Instructions to follow
Reproduce the records below line for line, without altering any character.

Given entries
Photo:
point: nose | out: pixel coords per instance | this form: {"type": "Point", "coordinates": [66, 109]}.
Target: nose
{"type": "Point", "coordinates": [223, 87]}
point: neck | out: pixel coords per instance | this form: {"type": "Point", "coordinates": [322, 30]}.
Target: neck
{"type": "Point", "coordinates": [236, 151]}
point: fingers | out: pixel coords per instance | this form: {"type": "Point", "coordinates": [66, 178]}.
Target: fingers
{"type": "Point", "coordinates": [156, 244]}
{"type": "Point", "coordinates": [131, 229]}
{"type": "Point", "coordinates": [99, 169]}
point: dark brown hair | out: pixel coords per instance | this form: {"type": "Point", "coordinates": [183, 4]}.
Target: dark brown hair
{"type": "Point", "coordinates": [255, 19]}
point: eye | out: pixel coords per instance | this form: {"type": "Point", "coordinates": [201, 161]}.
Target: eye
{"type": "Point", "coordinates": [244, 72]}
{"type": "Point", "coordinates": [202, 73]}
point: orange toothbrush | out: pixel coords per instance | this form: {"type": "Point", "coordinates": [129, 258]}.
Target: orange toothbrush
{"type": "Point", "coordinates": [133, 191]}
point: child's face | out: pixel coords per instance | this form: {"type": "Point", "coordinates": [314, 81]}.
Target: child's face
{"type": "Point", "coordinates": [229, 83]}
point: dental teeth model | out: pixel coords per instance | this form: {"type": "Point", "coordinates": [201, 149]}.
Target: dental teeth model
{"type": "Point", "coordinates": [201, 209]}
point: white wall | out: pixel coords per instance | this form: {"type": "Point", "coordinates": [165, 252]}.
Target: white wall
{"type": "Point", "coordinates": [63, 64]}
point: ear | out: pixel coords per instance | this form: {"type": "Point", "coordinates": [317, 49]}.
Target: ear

Answer in full
Photo:
point: nose | out: pixel coords per instance | this form: {"type": "Point", "coordinates": [66, 109]}.
Target: nose
{"type": "Point", "coordinates": [223, 87]}
point: neck | out: pixel coords per instance | this form: {"type": "Point", "coordinates": [322, 30]}.
Target: neck
{"type": "Point", "coordinates": [236, 151]}
point: fingers | out: pixel coords per instance | this form: {"type": "Point", "coordinates": [66, 178]}.
Target: fingers
{"type": "Point", "coordinates": [156, 244]}
{"type": "Point", "coordinates": [131, 229]}
{"type": "Point", "coordinates": [99, 169]}
point: dark brown hair | out: pixel coords per instance | this form: {"type": "Point", "coordinates": [183, 4]}.
Target: dark brown hair
{"type": "Point", "coordinates": [255, 19]}
point: eye | out: pixel coords per instance | this form: {"type": "Point", "coordinates": [201, 161]}.
Target: eye
{"type": "Point", "coordinates": [244, 72]}
{"type": "Point", "coordinates": [202, 73]}
point: orange toothbrush | out: pixel coords per instance | this form: {"type": "Point", "coordinates": [129, 258]}.
Target: orange toothbrush
{"type": "Point", "coordinates": [133, 191]}
point: child's face | out: pixel coords per instance | this form: {"type": "Point", "coordinates": [314, 81]}.
Target: child's face
{"type": "Point", "coordinates": [229, 83]}
point: dental teeth model | out: pixel coords per instance | this form: {"type": "Point", "coordinates": [201, 149]}.
Target: dental teeth model
{"type": "Point", "coordinates": [201, 209]}
point: white wall | out: pixel coords per instance | this form: {"type": "Point", "coordinates": [165, 252]}.
Target: white wall
{"type": "Point", "coordinates": [63, 64]}
point: ear | out: pixel coords per instance | this form: {"type": "Point", "coordinates": [317, 49]}.
Target: ear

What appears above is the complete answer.